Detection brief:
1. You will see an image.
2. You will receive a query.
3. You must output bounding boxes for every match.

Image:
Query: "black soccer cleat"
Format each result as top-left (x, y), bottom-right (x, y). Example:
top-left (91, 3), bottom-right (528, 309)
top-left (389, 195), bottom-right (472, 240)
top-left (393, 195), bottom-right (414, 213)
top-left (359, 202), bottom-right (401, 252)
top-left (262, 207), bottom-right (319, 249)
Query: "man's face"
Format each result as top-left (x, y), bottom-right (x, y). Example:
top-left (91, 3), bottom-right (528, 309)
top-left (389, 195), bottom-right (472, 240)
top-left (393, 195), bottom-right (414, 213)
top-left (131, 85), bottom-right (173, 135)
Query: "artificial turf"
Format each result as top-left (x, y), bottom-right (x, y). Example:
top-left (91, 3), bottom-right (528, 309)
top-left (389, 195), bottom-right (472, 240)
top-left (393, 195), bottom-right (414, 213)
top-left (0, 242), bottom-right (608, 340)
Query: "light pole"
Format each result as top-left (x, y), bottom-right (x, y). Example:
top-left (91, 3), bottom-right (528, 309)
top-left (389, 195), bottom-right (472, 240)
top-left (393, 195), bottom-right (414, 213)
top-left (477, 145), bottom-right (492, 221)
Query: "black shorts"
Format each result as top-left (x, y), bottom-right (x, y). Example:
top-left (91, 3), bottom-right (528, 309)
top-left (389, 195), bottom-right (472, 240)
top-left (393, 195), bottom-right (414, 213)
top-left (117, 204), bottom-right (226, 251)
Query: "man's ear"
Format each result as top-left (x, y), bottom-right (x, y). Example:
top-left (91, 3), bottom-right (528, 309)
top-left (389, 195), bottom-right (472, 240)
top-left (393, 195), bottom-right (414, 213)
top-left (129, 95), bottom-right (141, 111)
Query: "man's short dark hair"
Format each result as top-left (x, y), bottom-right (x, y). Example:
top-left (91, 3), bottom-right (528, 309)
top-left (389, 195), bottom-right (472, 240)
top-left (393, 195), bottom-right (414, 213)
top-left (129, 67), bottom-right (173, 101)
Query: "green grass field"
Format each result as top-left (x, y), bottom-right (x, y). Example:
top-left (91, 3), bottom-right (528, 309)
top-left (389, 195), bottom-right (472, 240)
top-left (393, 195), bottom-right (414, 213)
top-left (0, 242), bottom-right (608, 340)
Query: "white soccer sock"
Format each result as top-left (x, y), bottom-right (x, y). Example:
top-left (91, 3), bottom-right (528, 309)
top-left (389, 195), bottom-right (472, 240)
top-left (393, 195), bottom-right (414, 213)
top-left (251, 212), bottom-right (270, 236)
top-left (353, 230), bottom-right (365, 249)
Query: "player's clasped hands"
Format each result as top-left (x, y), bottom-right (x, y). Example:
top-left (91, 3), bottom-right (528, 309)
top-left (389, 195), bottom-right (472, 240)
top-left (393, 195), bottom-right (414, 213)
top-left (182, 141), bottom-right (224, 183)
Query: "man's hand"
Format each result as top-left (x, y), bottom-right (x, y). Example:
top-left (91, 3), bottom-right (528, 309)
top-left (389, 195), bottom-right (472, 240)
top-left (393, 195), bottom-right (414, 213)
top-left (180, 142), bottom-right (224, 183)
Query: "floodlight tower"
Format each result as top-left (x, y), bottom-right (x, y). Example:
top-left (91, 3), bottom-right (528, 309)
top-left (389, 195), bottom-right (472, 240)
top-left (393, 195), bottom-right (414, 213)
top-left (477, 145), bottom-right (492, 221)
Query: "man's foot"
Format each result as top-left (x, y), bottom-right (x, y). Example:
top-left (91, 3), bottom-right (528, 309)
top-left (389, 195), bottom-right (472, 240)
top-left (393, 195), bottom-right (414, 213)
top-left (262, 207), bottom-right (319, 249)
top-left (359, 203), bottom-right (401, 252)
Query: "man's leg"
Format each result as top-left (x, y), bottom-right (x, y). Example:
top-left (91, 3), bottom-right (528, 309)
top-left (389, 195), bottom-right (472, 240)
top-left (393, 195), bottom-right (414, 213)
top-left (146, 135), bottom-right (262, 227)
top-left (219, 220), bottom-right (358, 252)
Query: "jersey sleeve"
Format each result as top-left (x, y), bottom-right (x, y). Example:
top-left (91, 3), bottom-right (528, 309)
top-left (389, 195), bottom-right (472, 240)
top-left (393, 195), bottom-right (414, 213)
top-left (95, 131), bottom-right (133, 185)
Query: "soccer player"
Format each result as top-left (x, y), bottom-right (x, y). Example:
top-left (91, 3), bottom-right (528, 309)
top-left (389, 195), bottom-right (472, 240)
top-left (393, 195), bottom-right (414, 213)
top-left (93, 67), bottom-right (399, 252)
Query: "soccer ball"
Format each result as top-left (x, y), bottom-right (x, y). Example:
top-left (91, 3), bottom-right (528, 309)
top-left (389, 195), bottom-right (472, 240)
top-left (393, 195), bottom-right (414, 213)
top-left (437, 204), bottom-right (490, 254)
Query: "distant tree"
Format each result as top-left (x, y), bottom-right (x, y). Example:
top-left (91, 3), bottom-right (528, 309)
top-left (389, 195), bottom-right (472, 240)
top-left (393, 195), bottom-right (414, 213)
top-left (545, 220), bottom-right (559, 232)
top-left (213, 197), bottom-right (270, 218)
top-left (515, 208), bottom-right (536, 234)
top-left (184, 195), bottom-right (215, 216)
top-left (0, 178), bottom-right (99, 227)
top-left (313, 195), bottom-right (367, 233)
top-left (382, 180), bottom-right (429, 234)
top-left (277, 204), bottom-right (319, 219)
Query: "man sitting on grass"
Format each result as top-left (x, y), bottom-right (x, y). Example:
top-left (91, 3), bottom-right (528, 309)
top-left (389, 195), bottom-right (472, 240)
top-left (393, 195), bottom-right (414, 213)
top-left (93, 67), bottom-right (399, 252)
•••••
Your task: How many lines of the material contain the word "grass"? Give only the number.

Result: 2